(SOURCE MATERIAL begins)

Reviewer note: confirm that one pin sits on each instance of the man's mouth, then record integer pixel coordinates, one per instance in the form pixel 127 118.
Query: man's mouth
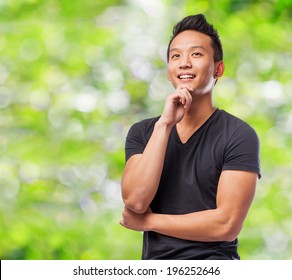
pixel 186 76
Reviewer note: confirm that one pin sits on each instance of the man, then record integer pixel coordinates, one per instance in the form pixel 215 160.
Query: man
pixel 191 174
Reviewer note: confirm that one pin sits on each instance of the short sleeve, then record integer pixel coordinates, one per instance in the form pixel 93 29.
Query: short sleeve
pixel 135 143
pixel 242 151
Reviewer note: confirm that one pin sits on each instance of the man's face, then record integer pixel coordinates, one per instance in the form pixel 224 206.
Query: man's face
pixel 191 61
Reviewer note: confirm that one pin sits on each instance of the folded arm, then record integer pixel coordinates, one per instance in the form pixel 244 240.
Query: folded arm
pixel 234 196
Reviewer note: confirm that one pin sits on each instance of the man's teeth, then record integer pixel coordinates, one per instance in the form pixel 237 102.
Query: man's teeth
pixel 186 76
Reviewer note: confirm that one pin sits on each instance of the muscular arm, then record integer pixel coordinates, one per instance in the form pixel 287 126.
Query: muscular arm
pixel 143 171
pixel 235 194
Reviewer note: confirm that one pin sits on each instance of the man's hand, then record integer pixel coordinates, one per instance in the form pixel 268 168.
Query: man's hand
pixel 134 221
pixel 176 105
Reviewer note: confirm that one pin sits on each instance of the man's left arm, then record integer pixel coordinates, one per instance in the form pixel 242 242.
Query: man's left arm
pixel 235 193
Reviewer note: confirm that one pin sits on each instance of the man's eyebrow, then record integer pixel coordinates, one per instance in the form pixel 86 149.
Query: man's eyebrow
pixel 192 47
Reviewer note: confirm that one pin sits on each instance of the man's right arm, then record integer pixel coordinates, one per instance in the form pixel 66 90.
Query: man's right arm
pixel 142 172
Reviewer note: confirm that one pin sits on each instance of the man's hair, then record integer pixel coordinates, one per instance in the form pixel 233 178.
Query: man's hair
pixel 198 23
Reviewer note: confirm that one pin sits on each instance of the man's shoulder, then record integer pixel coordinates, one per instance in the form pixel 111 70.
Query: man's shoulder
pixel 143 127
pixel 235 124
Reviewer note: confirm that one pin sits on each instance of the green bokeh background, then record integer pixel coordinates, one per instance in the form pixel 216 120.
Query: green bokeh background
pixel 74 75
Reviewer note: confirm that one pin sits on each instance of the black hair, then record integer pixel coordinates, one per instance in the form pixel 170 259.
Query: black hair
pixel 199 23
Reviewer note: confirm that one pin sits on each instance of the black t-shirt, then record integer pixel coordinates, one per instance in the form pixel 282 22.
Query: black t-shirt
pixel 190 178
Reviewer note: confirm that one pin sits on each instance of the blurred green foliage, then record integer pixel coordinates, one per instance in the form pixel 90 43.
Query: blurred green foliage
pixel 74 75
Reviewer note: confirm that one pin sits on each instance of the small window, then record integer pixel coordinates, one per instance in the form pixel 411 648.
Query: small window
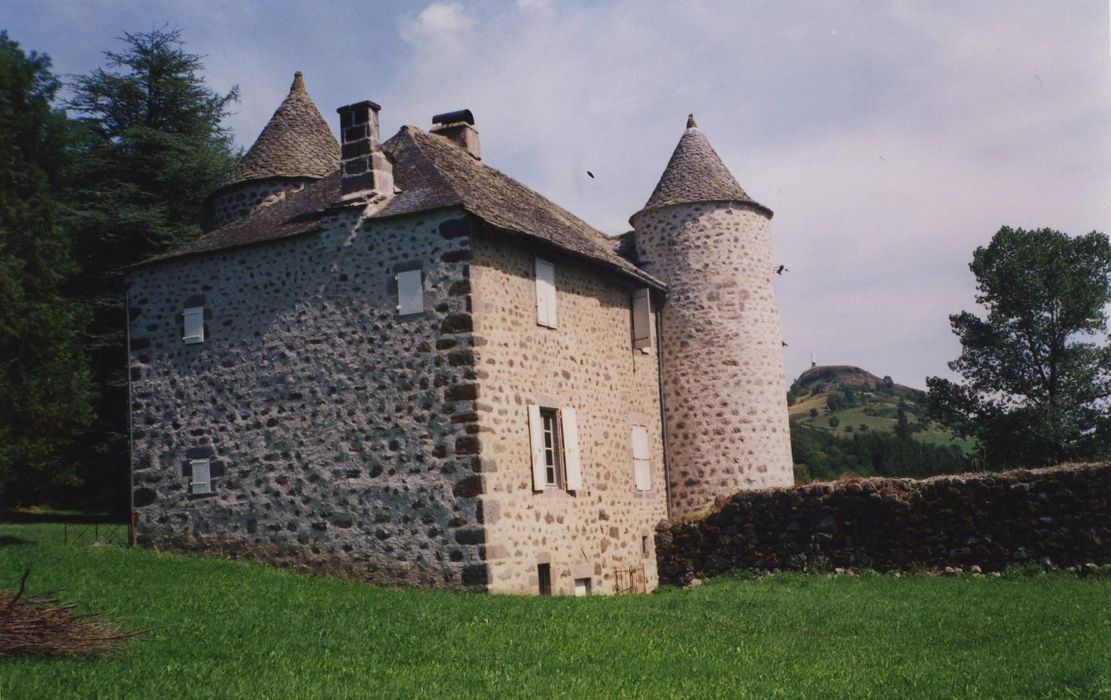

(SOURCE MATERIAL ends)

PROBLEM TO SOLVE: Repeat the lines above exactly, and keep every picture out.

OUTPUT:
Reviewer note: confirm that one pin sits on each instance of the man's mouth, then record integer pixel coordinates, one per instance in the form pixel 127 118.
Query: man's mouth
pixel 186 76
Reviewer note: confirm that one pin sits on each instance of the man, then record integer pixel coordinates, one per instance in the form pixel 215 160.
Query: man
pixel 191 174
Reviewer note: confirm that one pin sits on each instance of the short sleeve, then record integer pixel coordinates, one per instance in the form pixel 93 29.
Query: short sleeve
pixel 135 143
pixel 242 151
Reviewer note: confirm that one pin sits on each instance of the man's face, then record integer pixel coordinates, one per instance in the form pixel 224 206.
Query: man's face
pixel 191 61
Reviewer note: confirm that one pin sits on each instance of the folded arm, then record integer pixel coordinates, one per instance in the form pixel 244 240.
Query: folded arm
pixel 234 196
Reviewer note: confirm that one pin sits on each instance of the man's teeth, then record integer pixel coordinates, one per instance in the form pixel 237 102.
Query: man's teeth
pixel 186 76
Reviewer note: confirm that one pin sits on each instance of the muscular arm, then record integer pixel coordinates, one per instance in the form pixel 287 126.
Query: muscular arm
pixel 143 171
pixel 235 194
Reviewer note: confirm that one pin sits on each instance of the man's hand, then record integer pixel coordinates, one per instance in the form pixel 268 168.
Query: man's hand
pixel 134 221
pixel 176 105
Reviewer note: confirm that one pin sits on each instance of the man's left arm, then record integer pixel coordinates, one per instance in the form pixel 242 242.
Query: man's left arm
pixel 235 193
Reviewer note: confirm that one pin sits on each instance of the man's eyebrow, then record integer pixel coordinates, one per instance in the form pixel 86 149.
Query: man's eyebrow
pixel 192 47
Reviewer note: confirm that one pin sits on each instance of the man's right arm, then record integer pixel coordinates, one per instance in the form pixel 66 90.
Query: man's right arm
pixel 142 172
Reviewer note: confirm that one pin sits on each instance of the man's hair, then record integer pixel coordinates, one per instance in the form pixel 233 178.
Query: man's hair
pixel 198 23
Reviewer note: confirm that one pin sits on each instance of the man's shoulder, then record integer pixel coordinates, one per instance in the form pixel 111 70.
Query: man's shoulder
pixel 143 127
pixel 235 124
Reviewer note: confirm that one pin sits on each instance of the green bokeh background, then record integer pixel coordinates, one per instance in the form pixel 216 120.
Query: green bokeh background
pixel 74 75
Reviewer note: confirm that one pin sits on each instance of the black hair, then record integer pixel coordinates, one per instance in the form pixel 170 259.
Query: black hair
pixel 199 23
Reviewer note: confirm that one pin sits on each instance of the black t-shirt, then record integer pixel coordinates, one per instance in the form pixel 282 22.
Query: black t-shirt
pixel 190 178
Reviewer note: confirm that one pin sits on each instance of the blurred green foliage, then record integer pixel coordinates, one per instance in the form pixel 90 43.
Query: blurred green foliage
pixel 74 75
Reviewer note: confirm that one pin sits on each instance of the small window, then record integer pixel coordinates, one per instance in the form pixel 411 648.
Query: small window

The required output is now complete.